### TEXTE CHOISI:

____

Sélectionnés
au Festival de Cannes à la Quinzaine des Réalisateurs, pour les uns,
et au Festival de Berlin pour les autres, ces films empruntant au cinéma
pink et à l'esthétique Nouvelle Vague ont marqué la fin des années 60
par leur propos violemment anarchistes et politiquement irrécupérables.
A la fin
des années 60, au Japon. Deux policiers mettent sur écoute
un étudiant soupçonné d'activisme. Mais celui-ci
semble se complaire dans l'oisiveté et les plaisirs de la chair,
ne quittant son appartement et ses compagnes qu'en de très rares
occasions...
L'érotisme
et le filmage des corps se fait froid et clinique, comme pour mieux
coller au comportement de son personnage principal, révolutionnaire
repenti se réfugiant dans un mode de vie qu'il fustigeait autrefois.
Les plans longs, sévères, austères, sans mouvements
de caméra inutiles, filment l'ennui et la médiocrité
du héros. En renonçant à ses rêves d'antan,
en acceptant le vieux monde qu'il rêvait naguère de dynamiter,
il en retrouve les servitudes et les tares. Ni un pleutre, ni un traître
mais un bourgeois profondément réactionnaire, sale type,
sale con, parfait macho, il trouve dans les pulsions de viol et d'asservissement
un dérivatif à ses pulsions activistes.

____

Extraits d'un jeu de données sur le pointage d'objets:
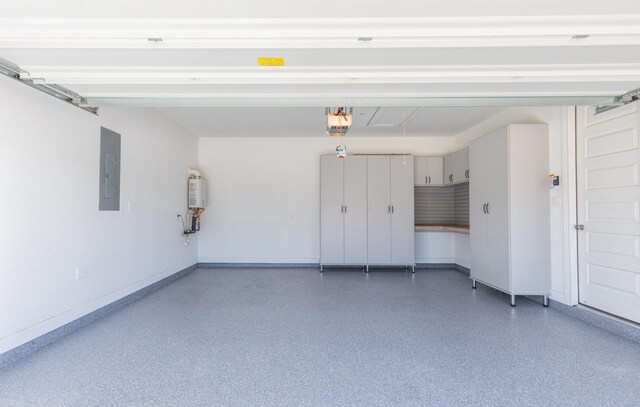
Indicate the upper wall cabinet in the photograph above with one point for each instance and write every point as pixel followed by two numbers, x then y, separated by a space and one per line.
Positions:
pixel 456 167
pixel 428 171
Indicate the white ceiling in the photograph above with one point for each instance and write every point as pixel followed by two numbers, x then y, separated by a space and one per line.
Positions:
pixel 201 68
pixel 307 9
pixel 311 121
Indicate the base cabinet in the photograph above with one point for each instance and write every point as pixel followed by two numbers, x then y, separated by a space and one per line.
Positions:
pixel 509 210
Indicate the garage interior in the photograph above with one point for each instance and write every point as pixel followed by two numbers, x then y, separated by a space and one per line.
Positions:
pixel 178 228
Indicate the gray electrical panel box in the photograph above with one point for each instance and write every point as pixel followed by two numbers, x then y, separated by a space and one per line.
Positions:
pixel 109 199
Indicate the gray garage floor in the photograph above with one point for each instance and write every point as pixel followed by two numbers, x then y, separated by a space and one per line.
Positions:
pixel 295 337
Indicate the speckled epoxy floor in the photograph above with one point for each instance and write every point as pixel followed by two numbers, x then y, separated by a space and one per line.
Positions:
pixel 295 337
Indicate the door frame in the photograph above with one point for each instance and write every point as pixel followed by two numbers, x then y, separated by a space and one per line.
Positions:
pixel 570 210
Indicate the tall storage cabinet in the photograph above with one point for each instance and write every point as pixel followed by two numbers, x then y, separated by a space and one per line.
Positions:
pixel 428 170
pixel 366 210
pixel 390 210
pixel 509 210
pixel 343 218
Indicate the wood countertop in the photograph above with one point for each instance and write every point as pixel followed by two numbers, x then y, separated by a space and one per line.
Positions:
pixel 443 228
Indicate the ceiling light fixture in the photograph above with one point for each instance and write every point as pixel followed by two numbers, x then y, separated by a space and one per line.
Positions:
pixel 339 120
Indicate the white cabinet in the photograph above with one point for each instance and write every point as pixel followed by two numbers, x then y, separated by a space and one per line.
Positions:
pixel 343 218
pixel 450 164
pixel 366 210
pixel 428 170
pixel 509 210
pixel 461 171
pixel 456 167
pixel 390 210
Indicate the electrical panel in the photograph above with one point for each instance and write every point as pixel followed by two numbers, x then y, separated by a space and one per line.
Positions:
pixel 197 193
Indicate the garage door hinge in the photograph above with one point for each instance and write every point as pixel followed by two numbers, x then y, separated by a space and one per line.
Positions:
pixel 12 70
pixel 621 100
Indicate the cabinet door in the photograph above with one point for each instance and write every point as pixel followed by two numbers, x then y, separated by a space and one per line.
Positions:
pixel 462 165
pixel 449 168
pixel 402 218
pixel 379 209
pixel 420 170
pixel 435 168
pixel 355 212
pixel 497 191
pixel 477 216
pixel 331 208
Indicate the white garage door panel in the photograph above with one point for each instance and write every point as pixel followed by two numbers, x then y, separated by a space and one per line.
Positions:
pixel 608 159
pixel 614 211
pixel 616 142
pixel 607 277
pixel 609 243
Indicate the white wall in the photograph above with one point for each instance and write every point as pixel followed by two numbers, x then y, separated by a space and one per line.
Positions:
pixel 264 193
pixel 49 218
pixel 562 198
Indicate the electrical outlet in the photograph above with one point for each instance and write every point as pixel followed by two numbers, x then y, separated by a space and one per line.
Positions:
pixel 81 272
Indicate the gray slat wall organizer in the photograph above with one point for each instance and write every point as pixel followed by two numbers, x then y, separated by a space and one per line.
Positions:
pixel 442 206
pixel 461 204
pixel 109 199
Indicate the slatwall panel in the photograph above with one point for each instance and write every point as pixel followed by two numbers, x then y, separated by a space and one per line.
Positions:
pixel 434 206
pixel 461 204
pixel 442 206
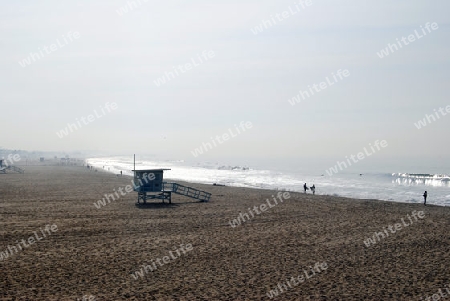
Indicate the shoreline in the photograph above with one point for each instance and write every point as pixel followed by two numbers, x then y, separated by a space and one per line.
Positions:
pixel 96 251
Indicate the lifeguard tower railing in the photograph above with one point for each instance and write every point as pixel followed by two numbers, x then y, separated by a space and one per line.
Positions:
pixel 148 183
pixel 187 191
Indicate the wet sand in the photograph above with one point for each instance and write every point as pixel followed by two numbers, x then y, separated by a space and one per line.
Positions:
pixel 95 251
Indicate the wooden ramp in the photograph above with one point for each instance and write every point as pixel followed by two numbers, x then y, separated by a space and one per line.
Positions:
pixel 190 192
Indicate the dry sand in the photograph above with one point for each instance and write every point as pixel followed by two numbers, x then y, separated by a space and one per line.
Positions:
pixel 95 251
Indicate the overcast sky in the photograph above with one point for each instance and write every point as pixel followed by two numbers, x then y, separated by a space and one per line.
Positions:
pixel 116 56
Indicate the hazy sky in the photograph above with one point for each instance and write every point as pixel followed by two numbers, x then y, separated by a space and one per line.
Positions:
pixel 116 56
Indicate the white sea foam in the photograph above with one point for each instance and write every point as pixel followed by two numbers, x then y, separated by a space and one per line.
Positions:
pixel 400 187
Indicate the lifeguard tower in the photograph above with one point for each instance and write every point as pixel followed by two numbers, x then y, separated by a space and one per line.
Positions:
pixel 5 167
pixel 149 184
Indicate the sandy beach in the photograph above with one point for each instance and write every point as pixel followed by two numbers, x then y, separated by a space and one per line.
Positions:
pixel 95 252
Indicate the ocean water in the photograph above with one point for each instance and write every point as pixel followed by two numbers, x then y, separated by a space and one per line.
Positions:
pixel 391 186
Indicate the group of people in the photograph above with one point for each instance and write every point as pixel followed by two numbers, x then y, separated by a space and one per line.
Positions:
pixel 313 188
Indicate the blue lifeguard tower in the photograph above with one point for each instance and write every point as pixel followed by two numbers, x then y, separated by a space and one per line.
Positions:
pixel 149 184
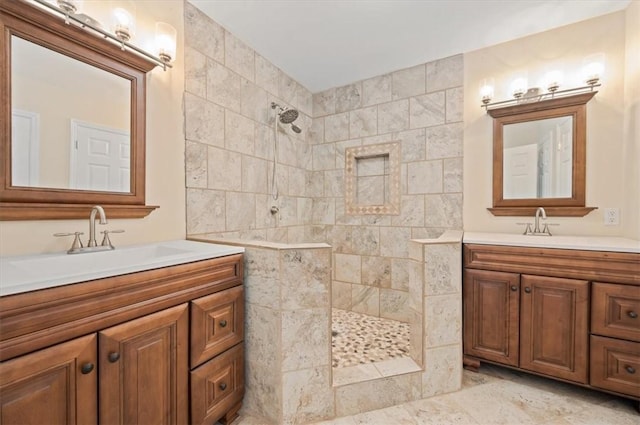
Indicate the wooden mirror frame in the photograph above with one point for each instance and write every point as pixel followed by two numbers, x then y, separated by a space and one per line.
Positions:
pixel 47 30
pixel 574 106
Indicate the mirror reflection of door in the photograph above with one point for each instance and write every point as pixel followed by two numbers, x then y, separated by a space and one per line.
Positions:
pixel 25 151
pixel 99 158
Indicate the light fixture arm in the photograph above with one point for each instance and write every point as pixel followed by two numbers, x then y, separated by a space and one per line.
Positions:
pixel 125 45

____

### TRAVAIL À FAIRE:
1) Reproduisez à l'identique le passage du texte choisi qui s'ouvre sur les mots contenant « Sélectionnés » et se termine par « occasions... ».
2) Transformez en liste JSON de chaînes, une chaîne par ligne et sans les lignes vides, la partie des enregistrements qui s'ouvre sur la ligne contenant « Indicate the electrical outlet » et se termine par la ligne contenant « pixel 96 251 », ces deux lignes comprises. Laissez les images hors de la réponse.
Ces enregistrements n'ont aucun lien avec le texte choisi.

### RÉPONSES COMPLÈTES:
1)
Sélectionnés
au Festival de Cannes à la Quinzaine des Réalisateurs, pour les uns,
et au Festival de Berlin pour les autres, ces films empruntant au cinéma
pink et à l'esthétique Nouvelle Vague ont marqué la fin des années 60
par leur propos violemment anarchistes et politiquement irrécupérables.
A la fin
des années 60, au Japon. Deux policiers mettent sur écoute
un étudiant soupçonné d'activisme. Mais celui-ci
semble se complaire dans l'oisiveté et les plaisirs de la chair,
ne quittant son appartement et ses compagnes qu'en de très rares
occasions...

2)
[
  "Indicate the electrical outlet in the photograph above with one point for each instance and write every point as pixel followed by two numbers, x then y, separated by a space and one per line.",
  "Positions:",
  "pixel 81 272",
  "Indicate the gray slat wall organizer in the photograph above with one point for each instance and write every point as pixel followed by two numbers, x then y, separated by a space and one per line.",
  "Positions:",
  "pixel 442 206",
  "pixel 461 204",
  "pixel 109 199",
  "Indicate the slatwall panel in the photograph above with one point for each instance and write every point as pixel followed by two numbers, x then y, separated by a space and one per line.",
  "Positions:",
  "pixel 434 206",
  "pixel 461 204",
  "pixel 442 206",
  "Indicate the shoreline in the photograph above with one point for each instance and write every point as pixel followed by two numbers, x then y, separated by a space and one per line.",
  "Positions:",
  "pixel 96 251"
]